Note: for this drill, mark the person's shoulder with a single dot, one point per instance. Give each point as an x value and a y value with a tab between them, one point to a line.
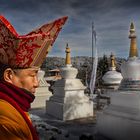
7	110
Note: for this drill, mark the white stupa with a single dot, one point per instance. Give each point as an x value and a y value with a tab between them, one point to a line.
69	101
121	119
112	78
42	92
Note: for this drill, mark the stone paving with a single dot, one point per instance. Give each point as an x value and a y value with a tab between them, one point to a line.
80	129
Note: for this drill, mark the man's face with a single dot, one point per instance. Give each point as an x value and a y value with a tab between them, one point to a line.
26	78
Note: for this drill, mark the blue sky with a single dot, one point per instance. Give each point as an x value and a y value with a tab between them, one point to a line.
111	19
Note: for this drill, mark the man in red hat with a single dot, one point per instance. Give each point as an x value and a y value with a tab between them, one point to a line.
20	59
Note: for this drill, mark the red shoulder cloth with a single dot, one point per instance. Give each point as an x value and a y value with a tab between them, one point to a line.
14	104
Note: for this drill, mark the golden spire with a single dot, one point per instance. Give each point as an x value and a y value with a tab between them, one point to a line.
68	58
112	64
133	44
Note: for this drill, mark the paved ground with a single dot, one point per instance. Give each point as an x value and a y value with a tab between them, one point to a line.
80	129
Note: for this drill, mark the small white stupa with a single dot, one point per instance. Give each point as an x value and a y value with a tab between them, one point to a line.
112	78
69	101
121	119
42	92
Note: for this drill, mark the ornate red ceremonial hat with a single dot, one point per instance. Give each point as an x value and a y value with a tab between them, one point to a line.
23	51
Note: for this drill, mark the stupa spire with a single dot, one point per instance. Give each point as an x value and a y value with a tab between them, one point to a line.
133	44
112	62
68	58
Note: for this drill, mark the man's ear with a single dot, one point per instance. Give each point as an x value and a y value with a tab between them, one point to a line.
8	75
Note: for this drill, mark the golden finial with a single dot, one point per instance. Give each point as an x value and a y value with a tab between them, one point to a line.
112	59
68	58
132	25
133	44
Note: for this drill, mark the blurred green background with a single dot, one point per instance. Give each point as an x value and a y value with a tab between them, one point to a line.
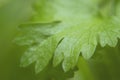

++++++++++++++++++++

Short exercise:
Find every line above that contains the string "golden" and copy each one out in full. Case counts.

Solution to this problem:
Note: for this drill, mark the golden spire with a single dot, one point per instance. Give each point as an x value and a y value with a tab between them, one point to a line.
Note: for this drill, mark the golden finial with a single dot, one point per instance. Give each point as an x value and a y value with a tab between them, one point to a line.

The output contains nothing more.